## EXERCISE DIRECTIONS:
In the text about the neighbor's cats, how much does Tippy weigh?

A couple weeks ago my neighbor met me out front for a chat. Tyler, on the left, and Tippy are very friendly cats who I enjoy visiting and taking care of when their owner is away. As you can see, Tyler is a BIG boy. He's 25 pounds of love. I'm sure he could lose a few pounds, but he's naturally a very large cat. His head is about the size of a softball. His sister Tippy is about 13 pounds and has the brightest blue eyes and softest fur you can imagine.
Unfortunately, she told me that Tyler was diagnosed with hyperthyroidism. We have experience with hyperthyroidism, because our diabetic cat had it too. What was very sad to me is that she didn't realize Tyler had lost nearly half his body weight. She also said he was eating ravenously. I'm still befuddled by her not realizing something was wrong, as I wouldn't think it hard to notice that a 25 pound cat is now almost as light as his sister. Both weight loss and increased appetite are classic signs of hyperthyroidism. Putting my frustrations at her lack of attention aside, I talked with her about Tyler's medications and diet. The vet put him on a prescription diet, which the owner doesn't like because the food is very expensive and it's hard for her to keep Tippy and the dog from eating it. I gave her lots of information from a well-respected vet about the shortcomings of this prescription food so that she could talk to her vet about going back to regular food.

(Stored entries)
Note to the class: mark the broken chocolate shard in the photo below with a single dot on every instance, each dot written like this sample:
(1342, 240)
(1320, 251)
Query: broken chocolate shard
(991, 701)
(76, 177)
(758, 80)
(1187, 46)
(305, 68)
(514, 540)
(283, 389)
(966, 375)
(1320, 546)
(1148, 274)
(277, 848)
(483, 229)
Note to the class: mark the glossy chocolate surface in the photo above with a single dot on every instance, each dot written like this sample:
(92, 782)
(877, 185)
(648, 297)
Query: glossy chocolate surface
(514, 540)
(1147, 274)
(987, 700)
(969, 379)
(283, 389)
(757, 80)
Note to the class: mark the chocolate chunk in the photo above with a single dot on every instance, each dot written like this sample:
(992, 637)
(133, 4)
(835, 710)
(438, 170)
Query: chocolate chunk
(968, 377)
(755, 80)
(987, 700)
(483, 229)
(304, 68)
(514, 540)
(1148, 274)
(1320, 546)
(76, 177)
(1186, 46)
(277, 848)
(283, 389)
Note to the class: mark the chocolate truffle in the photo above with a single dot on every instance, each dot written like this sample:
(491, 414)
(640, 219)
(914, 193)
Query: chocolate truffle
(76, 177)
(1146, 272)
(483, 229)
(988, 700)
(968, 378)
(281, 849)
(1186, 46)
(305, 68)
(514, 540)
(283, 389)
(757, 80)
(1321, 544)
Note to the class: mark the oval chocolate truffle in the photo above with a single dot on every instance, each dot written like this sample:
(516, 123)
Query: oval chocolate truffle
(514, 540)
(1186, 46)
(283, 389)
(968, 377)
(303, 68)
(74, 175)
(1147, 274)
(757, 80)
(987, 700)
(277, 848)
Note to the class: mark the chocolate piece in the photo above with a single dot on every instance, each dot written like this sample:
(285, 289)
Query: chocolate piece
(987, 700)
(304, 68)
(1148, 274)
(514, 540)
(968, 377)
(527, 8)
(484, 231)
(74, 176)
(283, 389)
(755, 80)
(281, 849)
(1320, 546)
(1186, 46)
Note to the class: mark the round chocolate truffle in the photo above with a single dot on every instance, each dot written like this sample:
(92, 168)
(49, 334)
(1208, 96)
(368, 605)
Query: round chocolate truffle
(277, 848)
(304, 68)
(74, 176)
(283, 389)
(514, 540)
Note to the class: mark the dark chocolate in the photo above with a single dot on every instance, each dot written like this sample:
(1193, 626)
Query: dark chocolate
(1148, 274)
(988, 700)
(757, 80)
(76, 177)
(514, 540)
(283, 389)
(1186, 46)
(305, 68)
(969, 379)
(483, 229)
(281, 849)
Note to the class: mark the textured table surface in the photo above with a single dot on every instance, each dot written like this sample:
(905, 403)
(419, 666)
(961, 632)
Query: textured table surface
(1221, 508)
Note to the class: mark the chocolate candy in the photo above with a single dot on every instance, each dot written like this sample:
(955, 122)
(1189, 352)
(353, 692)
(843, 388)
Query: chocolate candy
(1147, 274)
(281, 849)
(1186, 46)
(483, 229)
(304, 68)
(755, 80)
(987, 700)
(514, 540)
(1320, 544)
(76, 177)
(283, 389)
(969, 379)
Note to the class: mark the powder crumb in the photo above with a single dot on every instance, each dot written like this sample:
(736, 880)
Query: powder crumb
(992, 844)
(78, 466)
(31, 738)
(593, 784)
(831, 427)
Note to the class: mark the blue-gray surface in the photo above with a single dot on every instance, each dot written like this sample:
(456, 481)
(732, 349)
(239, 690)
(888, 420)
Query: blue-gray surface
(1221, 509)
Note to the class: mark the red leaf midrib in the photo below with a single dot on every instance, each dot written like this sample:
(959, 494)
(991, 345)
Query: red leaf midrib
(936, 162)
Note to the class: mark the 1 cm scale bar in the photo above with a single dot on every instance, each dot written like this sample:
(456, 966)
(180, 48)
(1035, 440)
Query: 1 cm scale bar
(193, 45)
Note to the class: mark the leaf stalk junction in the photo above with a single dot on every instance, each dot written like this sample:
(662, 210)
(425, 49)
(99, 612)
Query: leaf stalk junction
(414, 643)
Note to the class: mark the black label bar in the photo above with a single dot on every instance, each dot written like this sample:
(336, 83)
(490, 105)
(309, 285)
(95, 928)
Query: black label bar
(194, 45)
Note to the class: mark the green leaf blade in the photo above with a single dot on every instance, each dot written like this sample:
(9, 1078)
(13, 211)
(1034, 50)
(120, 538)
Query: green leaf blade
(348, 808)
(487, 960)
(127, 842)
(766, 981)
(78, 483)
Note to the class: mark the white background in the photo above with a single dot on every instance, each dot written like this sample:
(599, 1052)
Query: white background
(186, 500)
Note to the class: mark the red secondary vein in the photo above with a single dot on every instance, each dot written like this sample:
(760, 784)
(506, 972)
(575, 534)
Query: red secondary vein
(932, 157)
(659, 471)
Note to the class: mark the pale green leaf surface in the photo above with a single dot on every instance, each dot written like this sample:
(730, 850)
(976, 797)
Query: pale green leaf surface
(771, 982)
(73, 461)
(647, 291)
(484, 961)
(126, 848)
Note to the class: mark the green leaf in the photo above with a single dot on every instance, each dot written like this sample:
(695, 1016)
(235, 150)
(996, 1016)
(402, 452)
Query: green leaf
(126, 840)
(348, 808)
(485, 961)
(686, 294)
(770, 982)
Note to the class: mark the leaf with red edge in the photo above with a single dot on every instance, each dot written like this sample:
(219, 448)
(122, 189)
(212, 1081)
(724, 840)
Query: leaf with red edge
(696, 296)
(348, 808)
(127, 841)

## YOUR SOLUTION:
About 13 pounds.